● Aim of the exercise
Reproduce all entries verbatim, with nothing added or dropped.

● Provided material
========

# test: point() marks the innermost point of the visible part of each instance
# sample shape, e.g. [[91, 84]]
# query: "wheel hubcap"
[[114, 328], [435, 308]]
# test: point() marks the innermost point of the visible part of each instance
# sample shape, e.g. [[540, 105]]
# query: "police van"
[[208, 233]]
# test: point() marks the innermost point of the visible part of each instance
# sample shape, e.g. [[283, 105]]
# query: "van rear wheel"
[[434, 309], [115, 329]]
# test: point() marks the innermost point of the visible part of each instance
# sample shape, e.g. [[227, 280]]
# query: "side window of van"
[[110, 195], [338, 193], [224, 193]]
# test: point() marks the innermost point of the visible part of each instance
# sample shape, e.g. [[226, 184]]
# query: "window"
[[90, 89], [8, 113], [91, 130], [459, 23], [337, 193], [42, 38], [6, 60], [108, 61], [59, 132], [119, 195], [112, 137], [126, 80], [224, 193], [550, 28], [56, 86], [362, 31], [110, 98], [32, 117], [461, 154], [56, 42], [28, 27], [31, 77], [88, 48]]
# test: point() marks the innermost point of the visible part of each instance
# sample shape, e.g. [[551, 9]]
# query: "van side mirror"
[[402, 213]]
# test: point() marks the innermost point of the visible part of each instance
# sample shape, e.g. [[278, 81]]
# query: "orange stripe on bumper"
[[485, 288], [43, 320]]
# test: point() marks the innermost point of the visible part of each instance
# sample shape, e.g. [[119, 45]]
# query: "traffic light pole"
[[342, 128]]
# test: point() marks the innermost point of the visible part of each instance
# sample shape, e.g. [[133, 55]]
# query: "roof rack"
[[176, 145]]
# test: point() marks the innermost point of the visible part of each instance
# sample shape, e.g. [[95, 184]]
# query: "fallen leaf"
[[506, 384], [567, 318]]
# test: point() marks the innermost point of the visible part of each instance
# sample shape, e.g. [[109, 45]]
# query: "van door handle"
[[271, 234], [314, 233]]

========

● Task response
# test: point() marks the innermost point of the visible part of each instance
# sample shape, e.g. [[91, 84]]
# query: "wheel hubcap"
[[114, 328], [435, 308]]
# test: point() marks the innermost point of the visible part of each instance
# sample shape, e.g. [[540, 105]]
# query: "police van"
[[208, 233]]
# test: point() marks the innermost point of the visible part of each instance
# sample shape, e.g. [[283, 105]]
# query: "van rear wheel"
[[434, 309], [115, 329]]
# test: point() marks the innermost point of the visible part of each instance
# sample shape, e.g. [[227, 280]]
# query: "side window of van"
[[110, 195], [338, 193], [224, 193]]
# test: point() marks the innermost point of the visible part of each instance
# sample shape, e.g. [[226, 184]]
# query: "window"
[[90, 89], [8, 113], [91, 130], [459, 23], [337, 193], [42, 38], [6, 60], [108, 61], [59, 132], [119, 195], [112, 137], [126, 80], [224, 193], [550, 28], [56, 86], [362, 31], [110, 98], [32, 117], [461, 154], [56, 42], [28, 27], [31, 77], [88, 48]]
# test: point() marks the innermost point of the visible part of each instance
# sample shape, e.g. [[551, 9]]
# query: "van side mirror"
[[402, 213]]
# test: point() marks the innermost point of the visible part of each instance
# sample shape, e.g. [[278, 81]]
# query: "orange stripe on bumper"
[[485, 288], [43, 320]]
# test: point() marks the innermost point of the visible part of each instance
# sample shape, e.g. [[119, 45]]
# query: "traffic light pole"
[[342, 128]]
# test: point() marks the innermost point of the visible part of each instance
# sample shape, e.g. [[133, 55]]
# query: "roof rack"
[[176, 145]]
# test: point() marks the innermost point of the visible part of each instance
# sample shape, e.g. [[95, 184]]
# query: "fallen leaf"
[[506, 384], [567, 318]]
# test: point() marks the innermost point of the visible part of each instance
# sample shape, e.g. [[109, 45]]
# query: "van door handle"
[[271, 234], [314, 233]]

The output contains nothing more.